## begin Given passage
Theater missiles tipped with cluster bombs recapitulate all the tactical problems posed by nuclear Multiple Independently Targeted Reentry Vehicles (MIRVs) during the Cold War, except that nuclear MIRVs were typically limited to a dozen or so warheads per missile, whereas dozens if not hundreds of chemical-filled cluster bombs might be fitted atop a single Scud-derivative. The task of the defense is further complicated by the fact that each cluster bomb is little more than a glorified hand-grenade, too small a target for a million-dollar interceptor. Although there are potentially other means of countering this threat, firing expensive ground-based interceptors at great incoming clouds of cheap cluster bombs seems far from the most promising.

The actual combat experience of Desert Storm has reinforced the conclusion that anti-missile systems, from improved versions of Patriot to the most ambitious space-based interceptors, cannot plausibly aspire to perfection. While each of these systems might be capable of intercepting some missiles some of the time, the combat experience of Patriot demonstrates that none of these future systems can be relied upon to intercept all their targets all the time.

3 - How Much Will It Cost?

Subsidiary to questions of need or effectiveness, though not entirely unimportant, is the question of cost. The price-tags of currently contemplated anti-missile systems may seem modest compared with the trillion dollar fantasies of a decade ago. But this is nonetheless real money, even by Washington standards. The multi-billion dollar Clinton Administration budgets approach the actual levels of funding provided by the Congress during the first decade of Star Wars. And the billion or so proposed for additional funding by Republicans will certainly match the largess of the Reagan era.

Reviving Reagan and Bush Administration programs for deployment of National Missile Defense and a Global Protection System could require doubling this budget more or less immediately, with significant further increases thereafter. We have very little to show for the $40 billion already spent on Star Wars over the past dozen years. And we will have even less to show for spending another $40 billion on Star Wars over the next half-dozen years, should we restore the projects advocated by previous administrations.

Total development costs for the Clinton Administration's "3+3" option are estimated at about $2.5 billion, with total program deployment costs of about $10 billion. The Air Force estimates that its proposed early deployment option could be fielded for $2.5 billion, although other sources have suggested that the total cost could be as high as $4 billion. And the Army projects the cost to develop, test, acquire, and deploy its proposed system at about $5.2 billion--or for $4.8 billion it could provide a higher risk quick response or emergency capability that would require four years to deploy would encompass less testing.

The Congressional Budget Office predicts that the Dole Defend America Act would cost nearly $10 billion over the next five years--roughly $7 billion more than has been budgeted by the Clinton Administration for national missile defense. Through 2010, CBO estimates that the Defend America plan could cost between $31 billion and $60 billion, depending on what types of systems are deployed. And according to the CBO total recurring costs would be about $2 billion annually for the low-end system and about $4 billion annually for the high-end system.
## end Given passage
Request 1 =
Does each statement agree with the missile defense passage? Answer yes or no for each, quoting the words of the passage that decide it.
(a) The Army puts the cost to develop, test, acquire, and deploy its proposed system at about $5.2 billion.
(b) Nuclear MIRVs typically carried hundreds of warheads per missile.
(c) According to the CBO, recurring costs for the low-end system would be about $4 billion annually.
## begin Entries supplied
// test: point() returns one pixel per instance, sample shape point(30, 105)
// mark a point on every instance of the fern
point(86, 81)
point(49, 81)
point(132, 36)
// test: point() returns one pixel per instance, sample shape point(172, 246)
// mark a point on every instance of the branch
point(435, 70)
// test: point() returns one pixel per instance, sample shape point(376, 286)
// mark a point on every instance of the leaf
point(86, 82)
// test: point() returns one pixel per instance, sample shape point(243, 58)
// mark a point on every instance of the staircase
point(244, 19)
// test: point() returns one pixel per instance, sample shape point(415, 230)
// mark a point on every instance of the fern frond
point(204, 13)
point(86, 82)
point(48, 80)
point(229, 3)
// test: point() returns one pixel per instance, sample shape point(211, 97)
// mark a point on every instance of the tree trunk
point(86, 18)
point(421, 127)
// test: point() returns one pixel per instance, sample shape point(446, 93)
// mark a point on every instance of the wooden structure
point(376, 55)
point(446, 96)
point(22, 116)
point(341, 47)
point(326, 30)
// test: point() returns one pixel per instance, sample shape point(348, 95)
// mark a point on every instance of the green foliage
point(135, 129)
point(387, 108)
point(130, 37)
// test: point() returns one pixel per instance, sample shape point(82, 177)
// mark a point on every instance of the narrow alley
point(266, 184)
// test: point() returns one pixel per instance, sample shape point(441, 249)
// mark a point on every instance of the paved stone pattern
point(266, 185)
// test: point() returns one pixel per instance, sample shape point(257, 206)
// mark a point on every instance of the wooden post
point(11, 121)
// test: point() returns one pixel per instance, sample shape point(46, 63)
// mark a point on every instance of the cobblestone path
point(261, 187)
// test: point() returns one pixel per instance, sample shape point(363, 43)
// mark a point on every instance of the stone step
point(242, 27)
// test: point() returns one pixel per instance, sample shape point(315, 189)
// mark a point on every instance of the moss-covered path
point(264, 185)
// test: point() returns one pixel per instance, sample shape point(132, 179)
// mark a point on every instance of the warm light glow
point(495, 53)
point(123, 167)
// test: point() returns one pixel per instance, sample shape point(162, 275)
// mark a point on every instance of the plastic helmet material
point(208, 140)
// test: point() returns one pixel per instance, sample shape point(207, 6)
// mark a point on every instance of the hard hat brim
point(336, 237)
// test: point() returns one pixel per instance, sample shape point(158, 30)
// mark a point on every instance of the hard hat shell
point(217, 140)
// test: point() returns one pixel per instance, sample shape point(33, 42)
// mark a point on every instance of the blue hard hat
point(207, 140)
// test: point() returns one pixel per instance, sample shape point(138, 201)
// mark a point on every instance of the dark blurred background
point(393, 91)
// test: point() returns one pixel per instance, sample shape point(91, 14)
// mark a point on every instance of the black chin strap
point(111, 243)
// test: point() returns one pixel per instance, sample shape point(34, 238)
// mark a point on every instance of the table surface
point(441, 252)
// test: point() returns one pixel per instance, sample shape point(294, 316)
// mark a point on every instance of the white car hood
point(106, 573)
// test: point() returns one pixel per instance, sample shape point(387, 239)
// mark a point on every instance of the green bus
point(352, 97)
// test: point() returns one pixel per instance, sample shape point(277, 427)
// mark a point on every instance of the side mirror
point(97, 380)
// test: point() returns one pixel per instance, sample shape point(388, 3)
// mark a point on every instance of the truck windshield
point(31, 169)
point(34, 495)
## end Entries supplied
Request 2 = Rewrite the rows from the line with "shape point(257, 206)" up to and including the line with "point(264, 185)", replacing "instance" with "occurrence" and keeping everything else unchanged.

Finished answer 1 =
(a) Yes: "the Army projects the cost to develop, test, acquire, and deploy its proposed system at about $5.2 billion"
(b) No: "nuclear MIRVs were typically limited to a dozen or so warheads per missile"
(c) No: "total recurring costs would be about $2 billion annually for the low-end system"

Finished answer 2 =
// test: point() returns one pixel per occurrence, sample shape point(257, 206)
// mark a point on every occurrence of the wooden post
point(11, 121)
// test: point() returns one pixel per occurrence, sample shape point(46, 63)
// mark a point on every occurrence of the cobblestone path
point(261, 187)
// test: point() returns one pixel per occurrence, sample shape point(363, 43)
// mark a point on every occurrence of the stone step
point(242, 27)
// test: point() returns one pixel per occurrence, sample shape point(315, 189)
// mark a point on every occurrence of the moss-covered path
point(264, 185)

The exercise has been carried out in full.